• _Aim of the task_:
Pull out and copy each line in the items below that contains the word "crispy". Case matters, so skip lines where the word differs in capitalization.

[Records from a data collection]
* * * * * * * * *

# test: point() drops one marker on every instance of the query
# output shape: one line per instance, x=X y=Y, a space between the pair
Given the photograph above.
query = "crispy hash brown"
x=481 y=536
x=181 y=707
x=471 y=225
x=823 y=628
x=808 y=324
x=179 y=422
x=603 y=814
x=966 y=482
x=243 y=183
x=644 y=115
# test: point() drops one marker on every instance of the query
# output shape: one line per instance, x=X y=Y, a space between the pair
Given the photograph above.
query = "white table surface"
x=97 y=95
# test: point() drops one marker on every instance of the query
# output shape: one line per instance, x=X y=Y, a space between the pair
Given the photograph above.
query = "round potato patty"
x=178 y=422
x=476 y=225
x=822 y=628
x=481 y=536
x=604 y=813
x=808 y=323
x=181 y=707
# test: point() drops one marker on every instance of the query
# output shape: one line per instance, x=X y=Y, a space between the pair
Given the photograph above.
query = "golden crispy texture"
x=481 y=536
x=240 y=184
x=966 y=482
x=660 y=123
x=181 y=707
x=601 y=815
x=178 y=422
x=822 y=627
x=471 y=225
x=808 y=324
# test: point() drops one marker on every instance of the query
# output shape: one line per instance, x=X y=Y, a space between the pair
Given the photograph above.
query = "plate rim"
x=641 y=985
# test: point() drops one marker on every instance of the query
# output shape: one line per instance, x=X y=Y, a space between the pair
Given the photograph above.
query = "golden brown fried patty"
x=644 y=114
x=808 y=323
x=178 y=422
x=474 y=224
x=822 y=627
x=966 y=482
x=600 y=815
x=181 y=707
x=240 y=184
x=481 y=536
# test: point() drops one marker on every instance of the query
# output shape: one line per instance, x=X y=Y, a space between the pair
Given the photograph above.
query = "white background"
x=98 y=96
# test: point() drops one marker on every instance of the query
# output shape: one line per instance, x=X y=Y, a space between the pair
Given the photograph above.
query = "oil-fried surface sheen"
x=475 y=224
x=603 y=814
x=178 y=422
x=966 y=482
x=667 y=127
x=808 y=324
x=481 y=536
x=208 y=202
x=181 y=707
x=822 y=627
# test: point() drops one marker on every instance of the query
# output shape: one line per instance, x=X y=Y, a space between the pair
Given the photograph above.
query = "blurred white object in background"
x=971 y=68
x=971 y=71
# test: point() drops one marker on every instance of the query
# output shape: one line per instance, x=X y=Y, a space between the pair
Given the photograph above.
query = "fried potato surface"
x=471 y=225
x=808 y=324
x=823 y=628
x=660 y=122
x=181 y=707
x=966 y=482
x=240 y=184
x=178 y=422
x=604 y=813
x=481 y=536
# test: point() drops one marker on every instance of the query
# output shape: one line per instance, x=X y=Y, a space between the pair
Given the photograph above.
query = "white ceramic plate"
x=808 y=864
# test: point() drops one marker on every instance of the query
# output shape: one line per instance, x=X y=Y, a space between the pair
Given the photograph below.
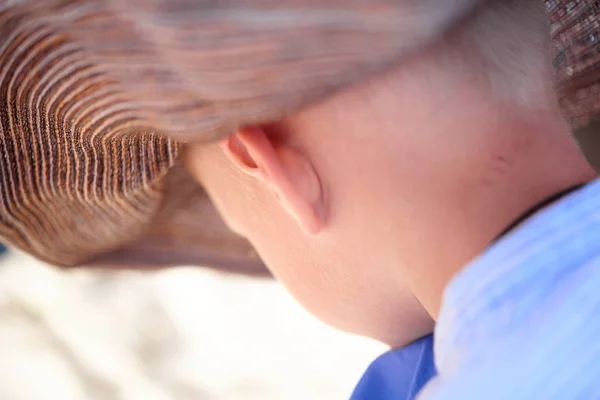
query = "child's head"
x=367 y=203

* * * * * * * * *

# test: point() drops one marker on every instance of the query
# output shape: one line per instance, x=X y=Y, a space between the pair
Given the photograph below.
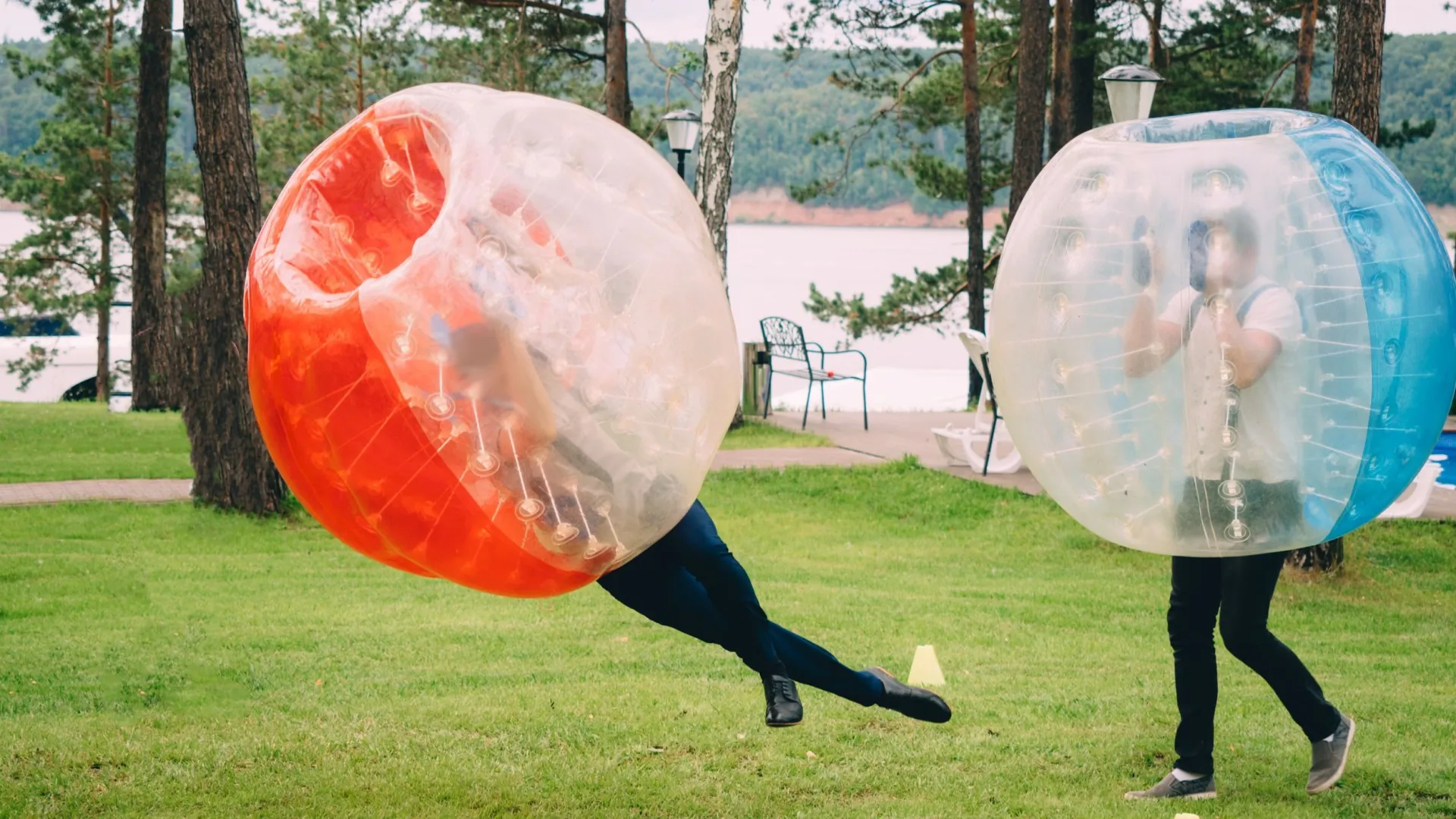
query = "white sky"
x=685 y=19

* * * * * * * * *

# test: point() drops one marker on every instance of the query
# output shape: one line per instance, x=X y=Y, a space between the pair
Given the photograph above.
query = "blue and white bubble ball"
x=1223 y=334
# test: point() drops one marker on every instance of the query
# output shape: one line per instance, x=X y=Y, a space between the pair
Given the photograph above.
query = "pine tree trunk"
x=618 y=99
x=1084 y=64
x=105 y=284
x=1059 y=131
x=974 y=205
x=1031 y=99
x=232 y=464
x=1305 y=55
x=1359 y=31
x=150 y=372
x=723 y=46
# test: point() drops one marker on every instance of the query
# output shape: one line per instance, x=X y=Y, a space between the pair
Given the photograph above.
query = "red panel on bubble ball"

* * * * * * * * *

• _Expected answer_:
query = "crispy hash brown"
query = "golden crispy texture"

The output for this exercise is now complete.